Action item
What you return must match the records below exactly, down to each character.

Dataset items
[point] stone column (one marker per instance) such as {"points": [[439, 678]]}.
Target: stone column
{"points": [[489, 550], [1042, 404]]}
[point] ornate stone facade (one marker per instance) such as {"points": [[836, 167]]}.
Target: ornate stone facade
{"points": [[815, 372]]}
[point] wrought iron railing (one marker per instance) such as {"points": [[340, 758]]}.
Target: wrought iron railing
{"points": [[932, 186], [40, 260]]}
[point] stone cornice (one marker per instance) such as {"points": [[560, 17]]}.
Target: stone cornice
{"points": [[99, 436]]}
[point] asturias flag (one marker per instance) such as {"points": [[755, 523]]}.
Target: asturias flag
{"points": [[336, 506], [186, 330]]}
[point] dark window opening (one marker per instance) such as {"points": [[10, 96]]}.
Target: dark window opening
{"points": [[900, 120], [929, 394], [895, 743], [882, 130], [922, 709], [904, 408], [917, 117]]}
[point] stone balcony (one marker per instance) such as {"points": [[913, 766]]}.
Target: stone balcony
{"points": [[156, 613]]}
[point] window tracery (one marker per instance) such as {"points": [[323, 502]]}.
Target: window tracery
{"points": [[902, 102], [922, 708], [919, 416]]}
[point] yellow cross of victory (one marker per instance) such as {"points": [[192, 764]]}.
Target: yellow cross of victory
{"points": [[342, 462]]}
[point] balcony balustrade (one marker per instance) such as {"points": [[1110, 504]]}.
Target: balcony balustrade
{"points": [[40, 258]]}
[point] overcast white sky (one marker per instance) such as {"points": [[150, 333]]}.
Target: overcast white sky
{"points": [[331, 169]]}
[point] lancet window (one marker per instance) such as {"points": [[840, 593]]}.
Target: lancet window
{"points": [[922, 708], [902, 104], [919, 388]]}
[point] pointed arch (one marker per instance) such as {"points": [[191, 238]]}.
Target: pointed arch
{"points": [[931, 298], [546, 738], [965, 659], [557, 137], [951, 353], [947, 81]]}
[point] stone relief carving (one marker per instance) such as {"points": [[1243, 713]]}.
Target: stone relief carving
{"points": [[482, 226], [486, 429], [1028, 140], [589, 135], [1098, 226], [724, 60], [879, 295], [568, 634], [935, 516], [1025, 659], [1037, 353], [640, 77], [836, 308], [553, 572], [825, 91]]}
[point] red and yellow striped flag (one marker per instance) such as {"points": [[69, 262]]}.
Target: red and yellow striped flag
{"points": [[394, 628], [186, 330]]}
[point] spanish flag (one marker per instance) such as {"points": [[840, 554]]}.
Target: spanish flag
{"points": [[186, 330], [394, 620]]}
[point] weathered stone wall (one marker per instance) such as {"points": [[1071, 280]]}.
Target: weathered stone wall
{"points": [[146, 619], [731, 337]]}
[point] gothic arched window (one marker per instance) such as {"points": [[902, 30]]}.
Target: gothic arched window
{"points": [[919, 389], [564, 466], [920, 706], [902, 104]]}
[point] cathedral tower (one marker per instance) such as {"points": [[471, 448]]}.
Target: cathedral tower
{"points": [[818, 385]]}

Exercise response
[point] stone column (one marker per instance) such as {"points": [[439, 678]]}.
Target: stone column
{"points": [[489, 550], [1042, 404]]}
[point] ornate stone facade (one marker per instance) such as {"points": [[836, 167]]}.
Target: ornate stone facade
{"points": [[815, 372]]}
[point] wrought iron railing (one marker per instance) such as {"points": [[340, 758]]}.
Target: wrought iron railing
{"points": [[932, 186], [40, 260]]}
[point] stone cornice (one marker per instance) such as {"points": [[560, 17]]}.
Target: stone cornice
{"points": [[99, 436]]}
[point] asturias flag (one marker per instance) such as {"points": [[755, 523]]}.
Target: asturias flag
{"points": [[336, 506], [186, 330]]}
[point] dark window opening (one marker per instance) such as {"points": [[10, 96]]}.
Target: dark window opening
{"points": [[900, 120], [929, 394], [895, 743], [882, 130], [922, 709], [904, 408], [917, 117]]}
[point] stone balcony (one marker per instance) such as {"points": [[913, 766]]}.
Target: stone balcony
{"points": [[156, 613]]}
[point] window tracery (one marker per instance) such as {"points": [[323, 502]]}.
Target: window tracery
{"points": [[902, 102], [922, 708], [919, 416]]}
[point] yellow cross of victory (one marker per instance) such as {"points": [[192, 764]]}.
Target: yellow cross of victory
{"points": [[342, 462]]}
[point] balcony balustrade (one marker per instance) such as {"points": [[1110, 504]]}.
Target: balcony balustrade
{"points": [[40, 258]]}
[point] overcast white sky (one marker per instance) such as {"points": [[150, 333]]}.
Target: overcast white sky
{"points": [[331, 169]]}
[point] lancet window (one marker per instance) such as {"points": [[840, 593]]}.
Target: lancet window
{"points": [[922, 708], [902, 104], [919, 388]]}
[point] pointed arch (one marker per instance) such as {"points": [[191, 238]]}.
Target: pointed arch
{"points": [[931, 298], [546, 738], [965, 659], [557, 137], [951, 353], [947, 81]]}
[point] stone relief carving (one marker per instance) such as {"points": [[1243, 713]]}.
Target: stone relief carving
{"points": [[482, 226], [486, 429], [1028, 140], [589, 135], [1098, 226], [724, 60], [879, 295], [568, 634], [935, 516], [1025, 659], [1037, 353], [640, 77], [836, 308], [553, 572], [825, 91]]}
[point] red and yellow striped flag (one marker per instance) such as {"points": [[69, 262]]}.
Target: red and yellow striped flag
{"points": [[394, 628], [186, 330]]}
[point] spanish flag (one marker per instance) such as {"points": [[840, 554]]}.
Target: spanish flag
{"points": [[186, 330], [394, 620]]}
[point] weathered stone wall (one marker per instance) such as {"points": [[1071, 280]]}.
Target: weathered stone wall
{"points": [[146, 619], [731, 337]]}
[point] gothic arched window (one marker per instance) such as {"points": [[902, 30]]}.
Target: gothic arched window
{"points": [[919, 389], [564, 466], [920, 706], [902, 104]]}
[point] cathedral tower (one marker per instance) such as {"points": [[471, 448]]}.
Target: cathedral tower
{"points": [[818, 385]]}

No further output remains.